What is required
Continue the account of pressing olives into oil, picking up after its final sentence.

Source extract
══════════════════════════════
By Amy Machnak, Sunset food writer After picking olives at Valencia Farms, we drove two cars packed with olive-filled crates 30 miles sout...
We came, we saw, we made some delicious olive oil!

By Amy Machnak, Sunset food writer

After picking olives at Valencia Farms, we drove two cars packed with olive-filled crates 30 miles south to Pietra Santa Winery in Hollister. The winery, located in the La Cienega valley, looks like an Italian red-bricked castle complete with a working bell tower and flanked on each side by two imposing palm trees.

Alessio Carli, their wine and olive oil maker, graciously allowed us to use his gorgeous Italian press to crush our olives. A charismatic man from Siena, Italy, with an infectious laugh and an obvious love of his two crafts, assures us that not only is olive pressing easy, but it’s also lots of fun. Looking around you can see why he is so tranquil. The surrounding property, with its miles of birds-eye views is breathtaking.

We arrived in the late afternoon with wide smiles,  evidence of our pride of having finally made it to this point of production. Alessio and his team went right to work unloading the just-picked olives from the backs of our vehicles into giant Jacuzzi-size bins.

Using a fork lift, he weighed all of it (turns out we had 1,000 pounds!) before dumping them into a pit on the side of the winery (but not before I snagged a pound or two to brine upon our return to the office). Then the olives were taken via a conveyor belt past a fan which  blows away leaves and were washed before being moved indoors.

Next came the actually pressing, although  mutilation might be a more accurate description.Enormous granite wheels weighting a mere 7,000 poundsturned around and around, rolling over our olives, skins, pits, and flesh included, until they look like what one member of Team Olive called “chopped liver.”
══════════════════════════════
[Stored records]

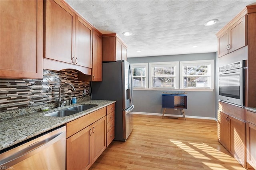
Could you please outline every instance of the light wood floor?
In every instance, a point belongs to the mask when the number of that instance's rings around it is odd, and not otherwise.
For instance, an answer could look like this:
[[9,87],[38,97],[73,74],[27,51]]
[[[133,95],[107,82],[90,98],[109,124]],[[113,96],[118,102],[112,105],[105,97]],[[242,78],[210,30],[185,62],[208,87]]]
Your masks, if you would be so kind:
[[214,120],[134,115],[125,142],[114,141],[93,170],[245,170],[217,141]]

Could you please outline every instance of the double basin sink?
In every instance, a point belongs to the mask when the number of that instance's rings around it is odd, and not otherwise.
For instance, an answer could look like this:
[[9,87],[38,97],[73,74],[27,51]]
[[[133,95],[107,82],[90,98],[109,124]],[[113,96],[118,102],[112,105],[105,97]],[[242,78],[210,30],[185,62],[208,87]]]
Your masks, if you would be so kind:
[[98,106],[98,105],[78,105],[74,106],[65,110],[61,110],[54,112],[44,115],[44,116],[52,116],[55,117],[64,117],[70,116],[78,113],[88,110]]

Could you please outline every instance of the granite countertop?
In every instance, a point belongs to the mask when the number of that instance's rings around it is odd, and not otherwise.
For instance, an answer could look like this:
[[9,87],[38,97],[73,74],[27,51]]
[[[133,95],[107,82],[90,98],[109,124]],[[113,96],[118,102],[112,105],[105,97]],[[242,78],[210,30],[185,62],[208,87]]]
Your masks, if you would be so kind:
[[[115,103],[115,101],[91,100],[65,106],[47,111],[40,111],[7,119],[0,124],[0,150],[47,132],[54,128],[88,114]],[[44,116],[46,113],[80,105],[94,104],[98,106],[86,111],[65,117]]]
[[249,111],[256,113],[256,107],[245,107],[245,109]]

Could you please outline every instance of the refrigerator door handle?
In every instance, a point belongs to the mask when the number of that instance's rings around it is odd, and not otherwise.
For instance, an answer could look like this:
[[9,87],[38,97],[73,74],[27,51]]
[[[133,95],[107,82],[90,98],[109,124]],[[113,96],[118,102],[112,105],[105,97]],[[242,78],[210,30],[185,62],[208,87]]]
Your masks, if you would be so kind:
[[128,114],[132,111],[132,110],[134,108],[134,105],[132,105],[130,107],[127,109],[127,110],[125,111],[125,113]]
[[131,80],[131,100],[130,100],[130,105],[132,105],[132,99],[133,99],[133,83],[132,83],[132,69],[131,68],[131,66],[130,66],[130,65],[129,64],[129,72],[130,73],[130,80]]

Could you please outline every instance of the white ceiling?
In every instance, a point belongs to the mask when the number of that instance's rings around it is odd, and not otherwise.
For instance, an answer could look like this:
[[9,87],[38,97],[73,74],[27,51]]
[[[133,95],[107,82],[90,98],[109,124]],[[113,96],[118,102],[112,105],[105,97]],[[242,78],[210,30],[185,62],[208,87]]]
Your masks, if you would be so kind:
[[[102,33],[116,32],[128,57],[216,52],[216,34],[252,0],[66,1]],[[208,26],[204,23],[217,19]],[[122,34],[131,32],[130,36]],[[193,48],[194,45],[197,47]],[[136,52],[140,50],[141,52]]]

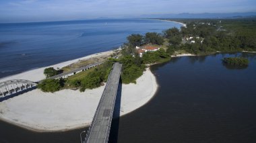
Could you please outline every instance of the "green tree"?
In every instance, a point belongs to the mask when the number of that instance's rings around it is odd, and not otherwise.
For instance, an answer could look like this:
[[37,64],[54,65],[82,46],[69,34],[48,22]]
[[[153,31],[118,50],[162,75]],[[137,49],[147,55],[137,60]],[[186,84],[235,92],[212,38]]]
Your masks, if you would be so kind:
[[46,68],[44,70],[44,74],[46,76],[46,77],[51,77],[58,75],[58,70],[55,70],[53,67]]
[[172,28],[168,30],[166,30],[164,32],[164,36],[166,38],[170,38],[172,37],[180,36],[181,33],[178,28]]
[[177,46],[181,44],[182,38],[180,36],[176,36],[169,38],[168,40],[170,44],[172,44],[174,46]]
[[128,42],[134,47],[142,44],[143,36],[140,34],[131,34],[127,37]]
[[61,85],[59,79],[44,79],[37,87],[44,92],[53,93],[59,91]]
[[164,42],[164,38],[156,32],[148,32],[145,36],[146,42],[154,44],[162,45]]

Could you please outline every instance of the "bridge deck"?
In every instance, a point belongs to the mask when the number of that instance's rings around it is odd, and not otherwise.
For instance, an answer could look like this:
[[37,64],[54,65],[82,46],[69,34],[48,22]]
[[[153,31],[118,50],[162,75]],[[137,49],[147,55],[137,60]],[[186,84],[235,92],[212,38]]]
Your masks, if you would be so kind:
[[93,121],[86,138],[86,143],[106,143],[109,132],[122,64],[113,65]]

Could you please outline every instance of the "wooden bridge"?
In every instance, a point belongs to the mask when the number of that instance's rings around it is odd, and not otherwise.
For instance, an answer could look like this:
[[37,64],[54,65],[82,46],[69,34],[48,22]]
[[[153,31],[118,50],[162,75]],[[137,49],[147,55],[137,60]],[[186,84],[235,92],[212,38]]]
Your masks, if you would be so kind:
══════════════════════════════
Task response
Although the olives weren’t so visually appealing at that point, the aroma filling the room was wonderful and you couldn’t help but be in awe of the size of the machinery and the high-level noise it made while turning our olives into what we could only dream would be the best olive oil ever made.

The circular crushing took almost 45 minutes; then our liver-like olive mush was on its way to the centrifuge. We all watched in amazement as the mixture was separated into bright green oil and ugly brown vegetable water, as Alessio, our trusted teacher, explained the process step by step.

After about two hours, the spigot at the end of the production line started to  pour a very thin stream of months’ worth of diligence by Team Olive.

Our goal of making olive oil from our own Sunset trees had been deemed impossible, but we persevered and with the help of some local friends, we finally have our very own green-oil gold. OK, so it’s not actual gold, but it is REALLY green, and most important, heavenly delicious.